### Pointing dataset excerpts
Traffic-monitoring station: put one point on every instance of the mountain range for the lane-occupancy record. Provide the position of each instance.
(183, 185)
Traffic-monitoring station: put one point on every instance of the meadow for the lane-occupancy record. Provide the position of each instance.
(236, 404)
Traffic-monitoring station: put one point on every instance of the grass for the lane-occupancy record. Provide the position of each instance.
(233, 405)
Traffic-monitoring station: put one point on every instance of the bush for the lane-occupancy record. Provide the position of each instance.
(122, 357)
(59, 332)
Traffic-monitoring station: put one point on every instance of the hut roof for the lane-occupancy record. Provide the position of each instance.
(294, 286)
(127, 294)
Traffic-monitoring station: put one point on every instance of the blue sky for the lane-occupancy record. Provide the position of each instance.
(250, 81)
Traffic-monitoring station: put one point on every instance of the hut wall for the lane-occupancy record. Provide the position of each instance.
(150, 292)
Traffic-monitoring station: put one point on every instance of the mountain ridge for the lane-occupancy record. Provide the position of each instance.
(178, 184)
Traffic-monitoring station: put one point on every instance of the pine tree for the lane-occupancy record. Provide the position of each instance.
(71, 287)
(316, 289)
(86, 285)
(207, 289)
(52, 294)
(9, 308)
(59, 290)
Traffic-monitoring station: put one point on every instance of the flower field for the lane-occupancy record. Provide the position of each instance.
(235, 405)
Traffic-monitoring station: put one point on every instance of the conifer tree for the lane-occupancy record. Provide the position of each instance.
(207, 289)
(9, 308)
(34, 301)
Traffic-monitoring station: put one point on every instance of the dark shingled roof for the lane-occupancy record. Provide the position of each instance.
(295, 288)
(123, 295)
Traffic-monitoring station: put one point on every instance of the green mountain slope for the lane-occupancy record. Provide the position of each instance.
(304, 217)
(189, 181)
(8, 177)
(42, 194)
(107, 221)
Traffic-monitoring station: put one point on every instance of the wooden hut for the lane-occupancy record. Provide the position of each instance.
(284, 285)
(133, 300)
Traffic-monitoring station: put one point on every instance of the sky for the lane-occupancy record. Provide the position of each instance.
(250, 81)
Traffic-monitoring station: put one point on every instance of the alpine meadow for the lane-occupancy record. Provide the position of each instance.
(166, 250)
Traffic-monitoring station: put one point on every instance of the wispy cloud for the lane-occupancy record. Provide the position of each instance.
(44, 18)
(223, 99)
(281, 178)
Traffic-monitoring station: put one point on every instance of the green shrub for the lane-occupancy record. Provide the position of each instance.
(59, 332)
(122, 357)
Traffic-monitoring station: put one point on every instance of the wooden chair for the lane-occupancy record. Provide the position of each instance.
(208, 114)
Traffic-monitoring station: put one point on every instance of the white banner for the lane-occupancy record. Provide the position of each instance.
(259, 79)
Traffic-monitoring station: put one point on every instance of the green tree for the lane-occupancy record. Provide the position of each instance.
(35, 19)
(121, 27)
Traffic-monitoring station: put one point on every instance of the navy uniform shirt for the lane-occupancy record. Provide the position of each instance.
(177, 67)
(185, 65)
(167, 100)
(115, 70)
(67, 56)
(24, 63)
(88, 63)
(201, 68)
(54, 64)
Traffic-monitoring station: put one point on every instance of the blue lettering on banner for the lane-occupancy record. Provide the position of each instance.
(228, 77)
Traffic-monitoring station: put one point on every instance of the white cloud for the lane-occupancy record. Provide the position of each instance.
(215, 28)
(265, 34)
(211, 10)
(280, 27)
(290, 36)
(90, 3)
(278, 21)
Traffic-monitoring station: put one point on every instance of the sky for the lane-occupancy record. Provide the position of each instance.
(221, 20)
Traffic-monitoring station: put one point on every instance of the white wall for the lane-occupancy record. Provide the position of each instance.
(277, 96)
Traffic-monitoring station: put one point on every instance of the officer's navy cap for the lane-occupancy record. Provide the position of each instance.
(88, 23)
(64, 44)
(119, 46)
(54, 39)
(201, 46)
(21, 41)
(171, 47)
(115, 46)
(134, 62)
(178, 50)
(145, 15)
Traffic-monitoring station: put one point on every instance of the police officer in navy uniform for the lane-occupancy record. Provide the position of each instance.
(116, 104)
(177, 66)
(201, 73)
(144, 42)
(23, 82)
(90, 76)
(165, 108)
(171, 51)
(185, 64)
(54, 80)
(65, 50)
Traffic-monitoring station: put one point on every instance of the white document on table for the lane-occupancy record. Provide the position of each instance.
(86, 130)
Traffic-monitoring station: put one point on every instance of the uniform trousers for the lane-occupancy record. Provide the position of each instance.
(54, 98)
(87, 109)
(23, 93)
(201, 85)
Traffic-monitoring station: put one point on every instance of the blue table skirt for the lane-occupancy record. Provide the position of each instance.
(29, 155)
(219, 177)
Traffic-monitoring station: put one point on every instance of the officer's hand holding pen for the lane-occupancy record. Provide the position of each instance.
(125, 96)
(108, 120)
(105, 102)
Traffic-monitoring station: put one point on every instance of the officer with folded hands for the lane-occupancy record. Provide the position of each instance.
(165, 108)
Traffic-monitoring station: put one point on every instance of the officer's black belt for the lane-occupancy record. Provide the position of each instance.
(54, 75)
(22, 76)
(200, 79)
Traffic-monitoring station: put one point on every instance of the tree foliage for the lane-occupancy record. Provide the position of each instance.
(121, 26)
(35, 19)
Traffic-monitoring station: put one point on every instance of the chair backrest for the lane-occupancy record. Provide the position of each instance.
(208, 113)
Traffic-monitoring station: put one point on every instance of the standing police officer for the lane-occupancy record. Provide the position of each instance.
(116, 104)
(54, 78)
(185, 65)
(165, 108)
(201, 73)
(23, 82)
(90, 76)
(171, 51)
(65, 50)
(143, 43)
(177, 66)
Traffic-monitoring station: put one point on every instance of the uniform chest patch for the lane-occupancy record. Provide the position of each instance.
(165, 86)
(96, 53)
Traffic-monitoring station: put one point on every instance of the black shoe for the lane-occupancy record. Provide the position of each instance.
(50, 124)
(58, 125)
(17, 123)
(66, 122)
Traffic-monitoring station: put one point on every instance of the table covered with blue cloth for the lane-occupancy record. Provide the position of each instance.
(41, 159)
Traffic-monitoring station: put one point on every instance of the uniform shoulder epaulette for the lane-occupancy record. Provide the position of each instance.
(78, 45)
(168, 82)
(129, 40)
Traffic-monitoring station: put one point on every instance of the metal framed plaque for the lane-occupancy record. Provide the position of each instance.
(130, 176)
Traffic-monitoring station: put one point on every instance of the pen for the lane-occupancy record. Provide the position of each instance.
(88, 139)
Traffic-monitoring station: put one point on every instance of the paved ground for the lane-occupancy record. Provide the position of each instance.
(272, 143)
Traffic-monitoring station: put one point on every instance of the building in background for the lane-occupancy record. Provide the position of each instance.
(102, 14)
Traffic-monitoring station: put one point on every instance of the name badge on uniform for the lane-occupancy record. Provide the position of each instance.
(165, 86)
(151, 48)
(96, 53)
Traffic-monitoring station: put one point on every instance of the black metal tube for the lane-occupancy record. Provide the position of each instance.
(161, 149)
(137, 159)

--

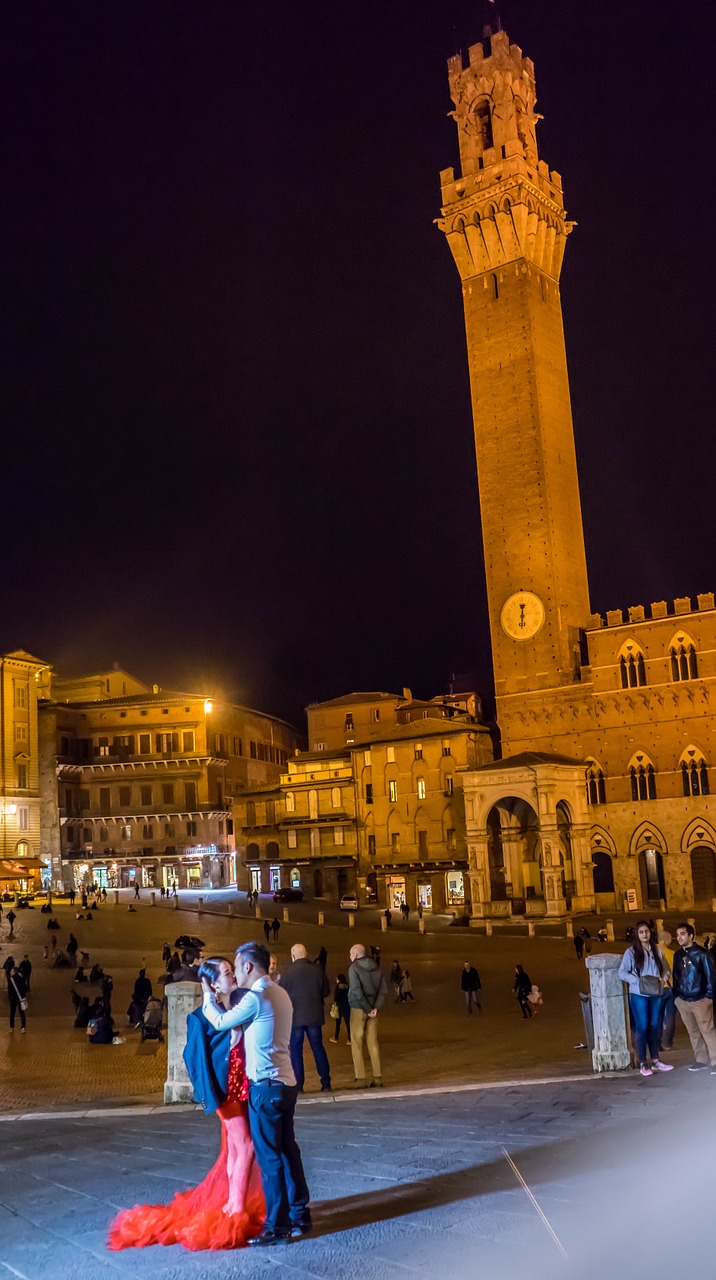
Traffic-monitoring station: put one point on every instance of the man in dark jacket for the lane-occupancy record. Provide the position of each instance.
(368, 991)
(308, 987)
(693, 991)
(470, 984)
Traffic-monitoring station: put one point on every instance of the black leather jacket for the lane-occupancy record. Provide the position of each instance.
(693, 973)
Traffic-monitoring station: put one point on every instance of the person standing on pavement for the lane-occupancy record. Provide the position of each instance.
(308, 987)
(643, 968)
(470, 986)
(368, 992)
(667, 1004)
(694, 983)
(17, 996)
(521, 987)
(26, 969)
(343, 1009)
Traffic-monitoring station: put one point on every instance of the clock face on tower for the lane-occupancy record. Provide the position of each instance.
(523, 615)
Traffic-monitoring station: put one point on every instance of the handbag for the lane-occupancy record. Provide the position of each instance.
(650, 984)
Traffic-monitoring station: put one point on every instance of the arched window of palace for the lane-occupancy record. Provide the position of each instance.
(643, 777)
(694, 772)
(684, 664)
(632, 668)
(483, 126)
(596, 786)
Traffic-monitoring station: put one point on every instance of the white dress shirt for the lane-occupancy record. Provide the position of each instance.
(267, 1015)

### Directions
Find every line in the entries above that contains the string "shirt" and copy each one in full. Treat uppercase and lowercase as different.

### Solved problem
Traffic-monitoring station: put one point on every instance of the navy uniform shirt for the lane-occupancy record. Provide the position of each instance.
Traffic-monitoring station: put one point on every instance of the white dress shirt for the lane-occupancy record. Provide the position of each instance.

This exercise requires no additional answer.